What needs to be done:
The records below are to be restated word for word, with their images omitted.

Point-per-instance localization data:
"""
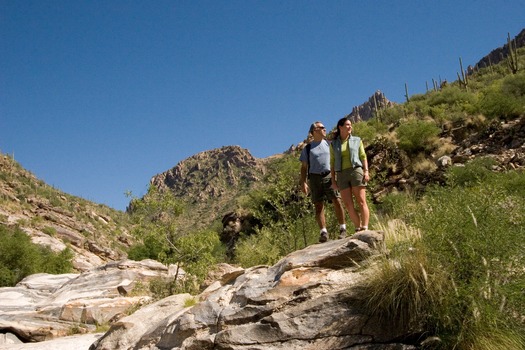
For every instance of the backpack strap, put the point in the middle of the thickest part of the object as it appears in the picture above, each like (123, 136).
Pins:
(308, 147)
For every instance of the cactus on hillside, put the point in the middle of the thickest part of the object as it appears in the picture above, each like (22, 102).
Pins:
(463, 79)
(512, 57)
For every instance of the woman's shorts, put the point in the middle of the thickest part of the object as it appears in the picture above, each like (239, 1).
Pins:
(350, 178)
(321, 188)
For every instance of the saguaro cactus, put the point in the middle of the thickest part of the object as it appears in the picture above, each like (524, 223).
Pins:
(512, 57)
(463, 79)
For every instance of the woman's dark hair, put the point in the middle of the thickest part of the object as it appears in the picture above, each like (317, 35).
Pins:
(340, 122)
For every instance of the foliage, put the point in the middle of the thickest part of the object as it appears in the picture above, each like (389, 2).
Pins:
(155, 217)
(369, 130)
(19, 257)
(505, 98)
(417, 136)
(465, 275)
(285, 213)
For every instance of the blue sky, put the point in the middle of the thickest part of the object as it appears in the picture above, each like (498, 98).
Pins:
(96, 97)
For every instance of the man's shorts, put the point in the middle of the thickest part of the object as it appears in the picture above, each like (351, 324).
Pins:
(321, 188)
(350, 178)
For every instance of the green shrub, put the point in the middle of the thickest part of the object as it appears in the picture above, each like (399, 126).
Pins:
(464, 275)
(473, 173)
(417, 136)
(19, 257)
(368, 130)
(505, 99)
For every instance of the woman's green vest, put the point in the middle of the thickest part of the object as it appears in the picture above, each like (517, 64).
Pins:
(353, 144)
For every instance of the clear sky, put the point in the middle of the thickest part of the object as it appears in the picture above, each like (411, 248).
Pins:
(96, 97)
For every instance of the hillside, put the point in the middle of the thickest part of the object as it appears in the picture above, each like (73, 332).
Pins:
(440, 259)
(210, 183)
(95, 233)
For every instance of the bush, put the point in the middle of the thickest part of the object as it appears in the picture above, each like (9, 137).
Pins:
(417, 136)
(464, 275)
(19, 257)
(505, 99)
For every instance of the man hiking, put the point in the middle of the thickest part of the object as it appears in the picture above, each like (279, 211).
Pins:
(315, 179)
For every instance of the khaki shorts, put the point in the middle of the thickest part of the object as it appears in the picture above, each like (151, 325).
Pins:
(321, 188)
(350, 178)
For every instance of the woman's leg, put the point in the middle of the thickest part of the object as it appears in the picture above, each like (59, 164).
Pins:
(346, 196)
(359, 193)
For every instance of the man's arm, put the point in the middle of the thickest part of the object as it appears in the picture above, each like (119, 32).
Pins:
(304, 169)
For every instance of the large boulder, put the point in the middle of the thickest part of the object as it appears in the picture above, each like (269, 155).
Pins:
(43, 306)
(310, 299)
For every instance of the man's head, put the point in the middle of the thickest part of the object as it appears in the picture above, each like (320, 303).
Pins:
(318, 131)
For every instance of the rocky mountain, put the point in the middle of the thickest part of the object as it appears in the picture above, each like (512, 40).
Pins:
(500, 53)
(370, 108)
(95, 233)
(209, 182)
(311, 299)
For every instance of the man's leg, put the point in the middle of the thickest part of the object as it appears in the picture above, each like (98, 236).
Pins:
(321, 221)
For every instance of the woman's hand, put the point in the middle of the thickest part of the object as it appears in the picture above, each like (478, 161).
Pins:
(366, 176)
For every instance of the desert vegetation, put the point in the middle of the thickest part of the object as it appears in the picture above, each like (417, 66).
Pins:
(454, 265)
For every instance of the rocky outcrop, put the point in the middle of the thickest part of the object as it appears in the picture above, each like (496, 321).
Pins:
(310, 299)
(55, 219)
(499, 54)
(210, 174)
(370, 108)
(43, 306)
(209, 182)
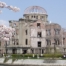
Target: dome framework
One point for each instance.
(35, 10)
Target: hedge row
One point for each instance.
(35, 55)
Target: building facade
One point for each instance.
(35, 34)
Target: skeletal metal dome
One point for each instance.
(35, 10)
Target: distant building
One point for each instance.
(35, 34)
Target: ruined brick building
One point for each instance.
(35, 34)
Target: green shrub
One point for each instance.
(52, 55)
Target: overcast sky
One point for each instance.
(56, 10)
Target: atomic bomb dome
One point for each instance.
(35, 10)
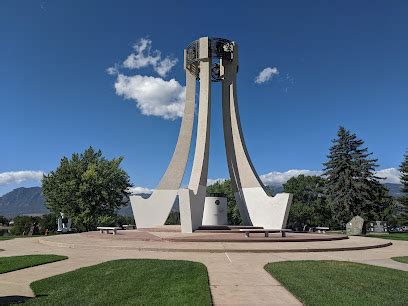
"""
Result of this task:
For every instance of the backpack strap, put the point in the middle of the thickest part of the object as it appears in the picture above, each like (123, 136).
Pins:
(308, 147)
For every instance of the cactus on hillside, put the point in the middle of the thickest part of the object as it appears in the picture above, each like (22, 102).
Pins:
(463, 79)
(512, 57)
For every instance of the woman's shorts, put the point in the middle of the thickest part of the object as it appears in the picture above, each like (239, 1).
Pins:
(350, 178)
(321, 188)
For every instance of the saguaro cactus, put the point in the middle of the thickest part of the object as it appears in the picture above, each like (524, 223).
Pins:
(512, 57)
(463, 79)
For every instance of the woman's dark hair, put the point in the middle of the thickest part of the object as it appears in the picture above, each like (317, 35).
Pins:
(340, 122)
For every instance of the foliage, put the point in the middle of the thickest part of the object as it appears in the picture above, each like (389, 2).
Pins:
(155, 217)
(369, 130)
(19, 257)
(505, 98)
(417, 136)
(465, 275)
(285, 213)
For every instance of the blue sky, put the point in the middle of the thickest part of the object as it appears in the picture above, each like (498, 98).
Pins:
(96, 97)
For every instance of the man's shorts, put the point in the middle of the thickest part of the object as it appears in the picture above, each like (351, 324).
Pins:
(321, 188)
(350, 178)
For every instance of the green shrub, put the point in the middle of the thickest part of the object as it appears in the picture above, each like (399, 126).
Pins:
(464, 275)
(473, 173)
(417, 136)
(19, 257)
(368, 130)
(505, 99)
For every instance of the woman's green vest, put the point in the middle of the thickest part of the object as it appears in the picture above, each like (517, 64).
Pins:
(353, 144)
For every instance of the clear sky, put the point in the middle of the thickest part of the object as it appears in the picture above, each like (411, 248).
Pins:
(96, 97)
For every instance of the hillside, put the point in the middle of the thickest part of the object as it appears in the picture above, each like (73, 332).
Pins:
(440, 259)
(210, 183)
(95, 233)
For every instance of the bush, put the point in the middle of the thickest part of the object as it appears in the picture above, each like (9, 137).
Pins:
(417, 136)
(464, 275)
(19, 257)
(505, 99)
For every instance of the man hiking, put the point in the middle of the thickest part of the object as it appears in the picture above, each like (279, 211).
Pins:
(315, 179)
For every instance of the khaki shorts, put the point in the middle of the thickest part of the object as it appears in the picture above, each like (151, 325).
Pins:
(321, 188)
(350, 178)
For every instance of the woman's leg, put the point in the middle of the thickest part of the object as it appears in the picture above, each like (59, 164).
Pins:
(346, 196)
(359, 193)
For every instance of the man's arm, put the point in the middle of the thickest part of the object as it appears in the picture above, each like (119, 32).
Pins:
(304, 169)
For every instance of the large boulder, put the point in the middle of the thickest part of the object as it appears in the picture above, each like (269, 155).
Pins:
(43, 306)
(310, 299)
For every instance of the man's head, put the point in the middle of the thickest part of the object as it appears in the picture above, each like (320, 303).
Pins:
(318, 131)
For every instance of the rocky mountain, put the point in the middle of the thickest part of the object as it appears in the picture above, each like (512, 40).
Pins:
(500, 53)
(370, 108)
(95, 233)
(209, 182)
(311, 299)
For every instance of the man's leg, put the point in the middle of the thickest part of the object as it appears in the picture above, each like (98, 236).
Pins:
(321, 221)
For every instance of the woman's hand, put the point in the middle of the thickest part of the object as it appears in the picture above, each like (478, 161).
Pins:
(366, 176)
For every instance of the desert vegetation, put the point in the middle of the thickest part of the object as it appears in the picture above, each like (417, 66).
Pins:
(454, 265)
For every instance of the rocky outcrop, put the point in the middle of the thickest part of the object as it appears in the picture above, each like (496, 321).
Pins:
(310, 299)
(55, 219)
(499, 54)
(210, 174)
(370, 108)
(43, 306)
(209, 182)
Target: dome framework
One point for each instance.
(35, 10)
Target: hedge row
One point for each instance.
(35, 55)
Target: building facade
One point for each instance.
(35, 34)
Target: skeletal metal dome
One point for each instance.
(35, 10)
Target: distant building
One point for each instance.
(35, 34)
Target: ruined brick building
One point for each instance.
(35, 34)
Target: green shrub
One point for each instance.
(52, 55)
Target: overcast sky
One point for each instance.
(56, 10)
Target: atomic bomb dome
One point for each instance.
(35, 10)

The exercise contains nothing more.